Page excerpt
================

Past Musical Directors
Sir David Willcocks CBE MC - Musical Director 1960-1998
Musical Director of The Bach Choir for 38 years, and Conductor Laureate from his retirement in 1998 to his death in 2015, Sir David Willcocks was not only responsible for taking the Choir to new levels of excellence during his time at the helm, but was also a very good friend to many of the Choir’s singing and associate members.
David Willcocks became Musical Director of The Bach Choir in 1960, after the then MD, Reginald Jacques, was forced to resign due to ill health. Jacques’ last performance with the Choir was the St Matthew Passion in the Royal Festival Hall, during which he suffered a slight heart attack. Although he was able to finish the concert, it was clear that he would be unable to continue as Musical Director and, on his recommendation, The Bach Choir approached David Willcocks who was, at that time, Director of Music at King’s College, Cambridge. He agreed to take the majority of rehearsals, and conduct the summer concert, a performance of Walton’s Belshazzar’s Feast and the Mozart Requiem. At the same time, the Choir drew up a shortlist of three candidates for the post of Musical Director and, on the strong recommendation of Adrian Boult, a previous Musical Director and at that time a Vice President, the position went to David Willcocks.

================

Records shown
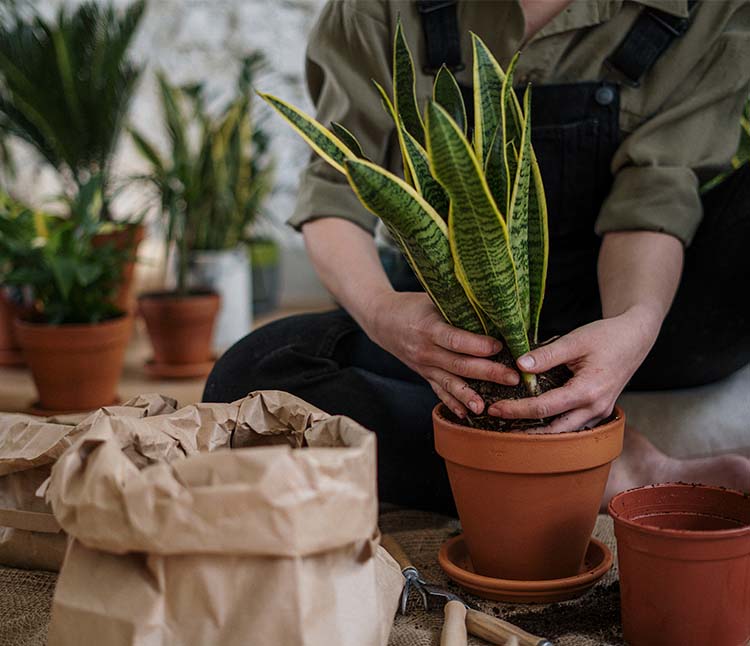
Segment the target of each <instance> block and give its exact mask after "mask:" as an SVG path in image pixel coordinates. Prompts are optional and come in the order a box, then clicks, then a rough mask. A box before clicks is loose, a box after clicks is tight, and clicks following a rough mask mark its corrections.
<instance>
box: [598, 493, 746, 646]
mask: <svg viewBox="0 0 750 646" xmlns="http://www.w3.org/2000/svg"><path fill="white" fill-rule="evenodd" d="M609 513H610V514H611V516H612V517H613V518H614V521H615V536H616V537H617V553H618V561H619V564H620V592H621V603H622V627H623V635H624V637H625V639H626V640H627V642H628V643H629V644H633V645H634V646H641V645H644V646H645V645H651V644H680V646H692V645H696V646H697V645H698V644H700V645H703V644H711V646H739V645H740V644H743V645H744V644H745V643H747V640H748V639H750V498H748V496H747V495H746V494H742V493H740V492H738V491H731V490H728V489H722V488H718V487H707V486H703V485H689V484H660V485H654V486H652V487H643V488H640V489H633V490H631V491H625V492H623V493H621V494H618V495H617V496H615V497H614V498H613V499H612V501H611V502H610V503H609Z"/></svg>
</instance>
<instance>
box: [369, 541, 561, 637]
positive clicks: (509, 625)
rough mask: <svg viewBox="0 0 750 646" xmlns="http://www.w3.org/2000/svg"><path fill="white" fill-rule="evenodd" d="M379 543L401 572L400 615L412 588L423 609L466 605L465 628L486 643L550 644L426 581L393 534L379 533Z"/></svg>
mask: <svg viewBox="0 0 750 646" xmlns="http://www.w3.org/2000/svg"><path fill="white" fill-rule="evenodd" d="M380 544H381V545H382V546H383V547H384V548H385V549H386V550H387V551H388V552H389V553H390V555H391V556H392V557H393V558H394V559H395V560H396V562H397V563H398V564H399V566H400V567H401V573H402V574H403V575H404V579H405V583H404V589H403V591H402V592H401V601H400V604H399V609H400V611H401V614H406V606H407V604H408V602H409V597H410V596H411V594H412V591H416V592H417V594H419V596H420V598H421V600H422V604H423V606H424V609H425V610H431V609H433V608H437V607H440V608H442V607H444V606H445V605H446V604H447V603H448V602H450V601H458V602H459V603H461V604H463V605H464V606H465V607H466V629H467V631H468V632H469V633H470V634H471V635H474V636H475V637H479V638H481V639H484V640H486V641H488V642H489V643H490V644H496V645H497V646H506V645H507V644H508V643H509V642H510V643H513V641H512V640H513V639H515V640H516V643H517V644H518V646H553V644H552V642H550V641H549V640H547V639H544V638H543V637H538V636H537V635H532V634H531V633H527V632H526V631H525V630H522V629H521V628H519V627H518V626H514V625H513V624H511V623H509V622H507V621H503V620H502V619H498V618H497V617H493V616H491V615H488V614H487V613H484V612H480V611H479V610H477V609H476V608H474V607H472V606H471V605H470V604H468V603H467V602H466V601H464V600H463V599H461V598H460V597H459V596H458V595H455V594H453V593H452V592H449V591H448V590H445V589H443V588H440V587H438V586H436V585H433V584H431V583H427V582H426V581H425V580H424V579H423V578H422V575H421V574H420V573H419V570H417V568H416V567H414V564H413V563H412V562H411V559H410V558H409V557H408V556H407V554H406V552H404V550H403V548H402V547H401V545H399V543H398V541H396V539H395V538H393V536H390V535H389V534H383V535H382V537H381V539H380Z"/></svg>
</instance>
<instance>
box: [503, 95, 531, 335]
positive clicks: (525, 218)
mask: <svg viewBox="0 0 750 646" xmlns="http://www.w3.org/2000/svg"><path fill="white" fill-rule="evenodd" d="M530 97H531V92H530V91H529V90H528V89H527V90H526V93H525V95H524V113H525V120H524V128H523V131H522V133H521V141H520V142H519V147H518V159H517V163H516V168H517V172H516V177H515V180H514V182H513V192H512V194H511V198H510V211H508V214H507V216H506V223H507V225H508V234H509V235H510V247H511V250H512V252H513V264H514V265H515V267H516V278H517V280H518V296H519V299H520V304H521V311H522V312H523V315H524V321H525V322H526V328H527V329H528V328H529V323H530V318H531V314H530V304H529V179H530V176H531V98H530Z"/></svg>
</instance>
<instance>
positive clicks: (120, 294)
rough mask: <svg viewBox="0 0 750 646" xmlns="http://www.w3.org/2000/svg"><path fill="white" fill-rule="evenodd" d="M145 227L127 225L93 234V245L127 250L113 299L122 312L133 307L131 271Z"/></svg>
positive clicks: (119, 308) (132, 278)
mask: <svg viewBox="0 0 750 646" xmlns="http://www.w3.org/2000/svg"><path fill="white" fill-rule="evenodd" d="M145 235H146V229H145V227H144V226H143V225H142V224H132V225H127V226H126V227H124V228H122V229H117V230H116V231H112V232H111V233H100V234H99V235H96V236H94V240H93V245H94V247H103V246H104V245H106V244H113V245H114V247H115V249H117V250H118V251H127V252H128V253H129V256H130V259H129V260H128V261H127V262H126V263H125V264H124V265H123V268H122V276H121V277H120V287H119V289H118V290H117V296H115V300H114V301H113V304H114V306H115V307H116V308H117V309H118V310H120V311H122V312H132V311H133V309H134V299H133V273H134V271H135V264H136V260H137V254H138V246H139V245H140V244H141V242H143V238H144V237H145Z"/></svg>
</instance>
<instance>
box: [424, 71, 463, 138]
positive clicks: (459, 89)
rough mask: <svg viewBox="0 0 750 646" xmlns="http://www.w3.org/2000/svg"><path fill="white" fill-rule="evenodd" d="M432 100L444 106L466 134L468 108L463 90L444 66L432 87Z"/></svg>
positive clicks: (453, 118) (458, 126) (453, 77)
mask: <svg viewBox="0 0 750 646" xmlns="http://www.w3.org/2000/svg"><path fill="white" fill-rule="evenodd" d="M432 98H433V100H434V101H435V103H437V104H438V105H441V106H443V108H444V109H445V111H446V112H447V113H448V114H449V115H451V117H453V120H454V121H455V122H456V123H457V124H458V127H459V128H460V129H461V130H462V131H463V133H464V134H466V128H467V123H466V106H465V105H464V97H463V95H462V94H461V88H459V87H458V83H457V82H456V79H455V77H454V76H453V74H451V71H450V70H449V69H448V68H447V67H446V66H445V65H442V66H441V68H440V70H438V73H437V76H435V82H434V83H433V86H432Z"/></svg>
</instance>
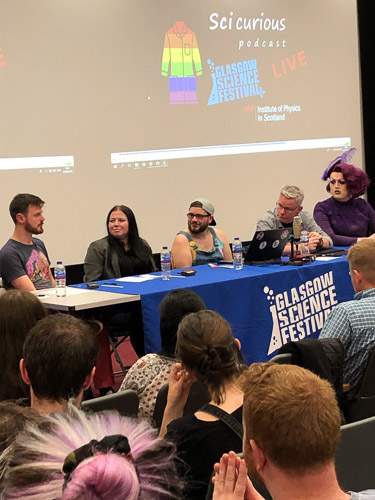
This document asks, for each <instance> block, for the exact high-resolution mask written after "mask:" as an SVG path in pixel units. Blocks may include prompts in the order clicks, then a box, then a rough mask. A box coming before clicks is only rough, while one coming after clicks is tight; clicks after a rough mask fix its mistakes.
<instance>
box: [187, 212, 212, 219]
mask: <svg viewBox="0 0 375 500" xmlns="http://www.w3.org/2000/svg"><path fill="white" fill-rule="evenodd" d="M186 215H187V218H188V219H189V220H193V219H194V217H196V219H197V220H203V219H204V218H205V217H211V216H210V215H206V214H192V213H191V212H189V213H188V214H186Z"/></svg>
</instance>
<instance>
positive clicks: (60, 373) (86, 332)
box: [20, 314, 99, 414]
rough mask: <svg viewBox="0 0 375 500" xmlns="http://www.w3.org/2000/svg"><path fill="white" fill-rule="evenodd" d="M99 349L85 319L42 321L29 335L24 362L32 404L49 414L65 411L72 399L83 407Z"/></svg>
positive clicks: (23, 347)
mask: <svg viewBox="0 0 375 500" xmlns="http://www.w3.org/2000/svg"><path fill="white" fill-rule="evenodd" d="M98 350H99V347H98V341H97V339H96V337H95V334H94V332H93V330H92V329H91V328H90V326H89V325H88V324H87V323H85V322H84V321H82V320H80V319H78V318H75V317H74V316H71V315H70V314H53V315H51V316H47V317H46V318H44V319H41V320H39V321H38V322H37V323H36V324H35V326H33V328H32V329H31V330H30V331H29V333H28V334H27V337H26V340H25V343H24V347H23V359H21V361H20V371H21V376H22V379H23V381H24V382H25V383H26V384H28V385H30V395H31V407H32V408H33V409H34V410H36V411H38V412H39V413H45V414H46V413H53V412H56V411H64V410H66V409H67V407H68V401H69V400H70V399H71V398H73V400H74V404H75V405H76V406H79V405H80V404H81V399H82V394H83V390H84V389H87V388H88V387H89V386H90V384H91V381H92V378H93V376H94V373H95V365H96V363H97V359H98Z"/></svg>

================

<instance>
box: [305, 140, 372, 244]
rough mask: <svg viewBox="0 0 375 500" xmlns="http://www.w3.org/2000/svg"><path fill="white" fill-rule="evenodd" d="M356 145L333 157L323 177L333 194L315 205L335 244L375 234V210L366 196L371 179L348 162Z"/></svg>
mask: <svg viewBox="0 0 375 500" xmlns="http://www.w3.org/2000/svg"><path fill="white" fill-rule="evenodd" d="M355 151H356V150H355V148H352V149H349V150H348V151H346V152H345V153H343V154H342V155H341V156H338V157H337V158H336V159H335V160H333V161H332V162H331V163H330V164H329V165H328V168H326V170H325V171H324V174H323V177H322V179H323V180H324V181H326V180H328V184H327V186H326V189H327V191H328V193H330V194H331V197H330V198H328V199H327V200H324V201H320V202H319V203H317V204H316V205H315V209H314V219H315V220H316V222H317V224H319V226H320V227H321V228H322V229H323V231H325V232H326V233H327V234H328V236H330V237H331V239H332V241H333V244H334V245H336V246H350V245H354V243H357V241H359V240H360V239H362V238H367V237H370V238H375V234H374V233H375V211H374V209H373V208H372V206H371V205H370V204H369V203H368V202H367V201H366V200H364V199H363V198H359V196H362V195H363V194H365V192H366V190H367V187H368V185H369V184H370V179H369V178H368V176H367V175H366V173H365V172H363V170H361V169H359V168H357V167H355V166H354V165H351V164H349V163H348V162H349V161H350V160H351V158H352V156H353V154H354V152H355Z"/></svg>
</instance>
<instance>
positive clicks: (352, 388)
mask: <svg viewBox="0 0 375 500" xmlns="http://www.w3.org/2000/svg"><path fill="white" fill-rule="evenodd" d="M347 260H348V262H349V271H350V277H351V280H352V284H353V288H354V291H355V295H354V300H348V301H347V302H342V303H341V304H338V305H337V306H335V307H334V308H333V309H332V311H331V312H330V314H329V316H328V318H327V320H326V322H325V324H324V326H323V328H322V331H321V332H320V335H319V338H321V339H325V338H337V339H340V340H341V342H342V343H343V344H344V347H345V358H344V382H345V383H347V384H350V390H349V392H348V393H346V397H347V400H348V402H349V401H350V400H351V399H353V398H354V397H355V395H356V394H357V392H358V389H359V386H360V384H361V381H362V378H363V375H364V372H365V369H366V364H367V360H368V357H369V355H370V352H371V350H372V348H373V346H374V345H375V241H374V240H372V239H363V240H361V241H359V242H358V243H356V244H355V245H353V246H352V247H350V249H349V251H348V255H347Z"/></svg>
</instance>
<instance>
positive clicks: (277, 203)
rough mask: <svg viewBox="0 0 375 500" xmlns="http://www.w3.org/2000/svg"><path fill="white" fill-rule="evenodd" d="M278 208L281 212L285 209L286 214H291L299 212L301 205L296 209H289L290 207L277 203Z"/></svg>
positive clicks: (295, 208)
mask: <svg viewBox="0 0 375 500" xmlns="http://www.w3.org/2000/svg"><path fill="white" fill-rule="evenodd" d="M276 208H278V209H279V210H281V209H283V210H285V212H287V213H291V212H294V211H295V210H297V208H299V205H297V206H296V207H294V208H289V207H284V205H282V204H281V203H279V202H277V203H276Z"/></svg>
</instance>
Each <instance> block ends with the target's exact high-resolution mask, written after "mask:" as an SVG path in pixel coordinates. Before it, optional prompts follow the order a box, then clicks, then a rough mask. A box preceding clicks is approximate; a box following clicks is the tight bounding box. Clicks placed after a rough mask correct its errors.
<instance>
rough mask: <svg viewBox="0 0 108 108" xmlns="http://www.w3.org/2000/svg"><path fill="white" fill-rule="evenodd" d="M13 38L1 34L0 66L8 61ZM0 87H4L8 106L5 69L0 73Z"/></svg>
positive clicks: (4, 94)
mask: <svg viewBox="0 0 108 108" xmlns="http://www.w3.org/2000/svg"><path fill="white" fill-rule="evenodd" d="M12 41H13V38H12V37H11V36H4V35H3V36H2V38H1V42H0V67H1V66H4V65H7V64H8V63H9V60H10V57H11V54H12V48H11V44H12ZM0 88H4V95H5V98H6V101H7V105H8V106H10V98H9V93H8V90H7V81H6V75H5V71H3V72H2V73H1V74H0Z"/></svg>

================

What the task requires
Reproduce the stretch of the past musical directors page from "Past Musical Directors" through "and associate members.", substituting "Director Emeritus" wherever "Conductor Laureate" appears.

Answer box
Past Musical Directors
Sir David Willcocks CBE MC - Musical Director 1960-1998
Musical Director of The Bach Choir for 38 years, and Director Emeritus from his retirement in 1998 to his death in 2015, Sir David Willcocks was not only responsible for taking the Choir to new levels of excellence during his time at the helm, but was also a very good friend to many of the Choir’s singing and associate members.